◆ Work to be completed ◆
Write out every one of the items below word for word, without changing any line.

◆ Data records ◆
* Start *

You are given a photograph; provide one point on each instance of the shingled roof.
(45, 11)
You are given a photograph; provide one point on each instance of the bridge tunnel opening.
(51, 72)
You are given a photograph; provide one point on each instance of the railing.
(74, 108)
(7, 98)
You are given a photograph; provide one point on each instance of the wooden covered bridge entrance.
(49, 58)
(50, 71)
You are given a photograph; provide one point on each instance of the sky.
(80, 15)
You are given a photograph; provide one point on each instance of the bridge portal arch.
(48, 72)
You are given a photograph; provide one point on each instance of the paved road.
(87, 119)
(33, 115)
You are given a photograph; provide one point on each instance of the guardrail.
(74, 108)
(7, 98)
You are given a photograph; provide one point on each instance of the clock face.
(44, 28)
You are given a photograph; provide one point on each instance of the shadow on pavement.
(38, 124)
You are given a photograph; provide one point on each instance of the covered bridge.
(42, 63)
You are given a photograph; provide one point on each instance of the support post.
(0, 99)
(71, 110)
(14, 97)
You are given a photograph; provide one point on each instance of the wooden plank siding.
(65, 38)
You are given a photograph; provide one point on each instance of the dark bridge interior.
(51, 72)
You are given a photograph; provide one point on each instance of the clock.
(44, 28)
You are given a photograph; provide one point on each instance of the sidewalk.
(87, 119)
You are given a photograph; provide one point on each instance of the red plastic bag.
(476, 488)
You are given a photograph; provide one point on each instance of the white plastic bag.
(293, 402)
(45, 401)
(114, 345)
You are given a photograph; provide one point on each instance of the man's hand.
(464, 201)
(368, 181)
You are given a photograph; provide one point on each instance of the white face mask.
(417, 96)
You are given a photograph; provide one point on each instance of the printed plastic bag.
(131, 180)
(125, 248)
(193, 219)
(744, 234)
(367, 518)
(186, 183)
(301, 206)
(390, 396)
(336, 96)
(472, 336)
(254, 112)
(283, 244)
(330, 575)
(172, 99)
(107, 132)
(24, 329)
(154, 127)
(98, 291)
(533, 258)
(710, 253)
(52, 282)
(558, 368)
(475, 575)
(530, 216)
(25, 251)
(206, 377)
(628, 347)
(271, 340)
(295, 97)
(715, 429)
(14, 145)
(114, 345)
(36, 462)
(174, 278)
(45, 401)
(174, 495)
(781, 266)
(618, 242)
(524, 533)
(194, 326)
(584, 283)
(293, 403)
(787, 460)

* End *

◆ Task answer ◆
You are given a photograph; provide one point on each instance of the shingled roof.
(45, 11)
You are given a photograph; provide one point on each instance of the bridge tunnel opening.
(51, 72)
You are given a photograph; provide one point on each instance of the railing.
(74, 108)
(7, 98)
You are given a photograph; provide one point on each instance of the wooden covered bridge entrance.
(49, 58)
(50, 71)
You are given a photograph; provide one point on each instance of the sky.
(80, 15)
You are given a photograph; provide one point on each instance of the bridge portal arch.
(48, 72)
You are given a photograph; provide one point on each instance of the paved road.
(87, 119)
(33, 115)
You are given a photograph; provide one point on each instance of the guardrail.
(74, 108)
(7, 98)
You are given a photograph; provide one point on each instance of the clock face.
(44, 28)
You are given a photograph; provide one point on each instance of the shadow on pavement.
(38, 124)
You are given a photograph; provide one point on each instance of the covered bridge.
(42, 63)
You are given a photograph; provide one point on each instance of the support post.
(0, 99)
(71, 110)
(14, 97)
You are given a photograph; provide one point on each instance of the wooden plank siding.
(65, 38)
You are given a photograph; provide one point on each instance of the dark bridge interior.
(51, 72)
You are given a photograph; provide one point on each instance of the clock.
(44, 28)
You are given a photograph; provide one point on each instance of the sidewalk.
(87, 119)
You are given a photograph; provide one point on each instance of the red plastic bag.
(476, 488)
You are given a photograph; provide one point on each instance of the white plastic bag.
(293, 402)
(45, 401)
(114, 345)
You are given a photograph; provide one point on each instance of the man's hand.
(464, 201)
(368, 181)
You are given a photograph; provide one point on each instance of the white face mask.
(417, 96)
You are given a photograph; provide one point on each instance of the printed plastic bag.
(131, 180)
(125, 248)
(193, 219)
(744, 234)
(367, 518)
(186, 183)
(301, 206)
(390, 396)
(336, 96)
(472, 336)
(254, 112)
(283, 244)
(330, 575)
(172, 99)
(107, 132)
(24, 329)
(154, 127)
(98, 291)
(533, 258)
(710, 253)
(52, 282)
(558, 368)
(475, 575)
(530, 216)
(25, 251)
(206, 377)
(628, 347)
(271, 340)
(295, 97)
(715, 429)
(14, 145)
(114, 345)
(36, 462)
(174, 278)
(45, 401)
(174, 495)
(781, 266)
(618, 242)
(524, 533)
(194, 326)
(584, 283)
(293, 403)
(787, 460)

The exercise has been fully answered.